**PROMPT:** Rescale the data below by copying every line, requests included, and multiplying each coordinate in the answers by 2.5, rounding to whole numbers with halves rounded up. Leave all numbers in the requests unchanged.

----

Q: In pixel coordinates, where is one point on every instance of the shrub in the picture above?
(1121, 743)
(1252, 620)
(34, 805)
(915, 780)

----

**WRITTEN RESPONSE:**
Q: In pixel coordinates, where is one point on every instance of the shrub in the picture above?
(2803, 1858)
(3130, 1550)
(85, 2013)
(2288, 1950)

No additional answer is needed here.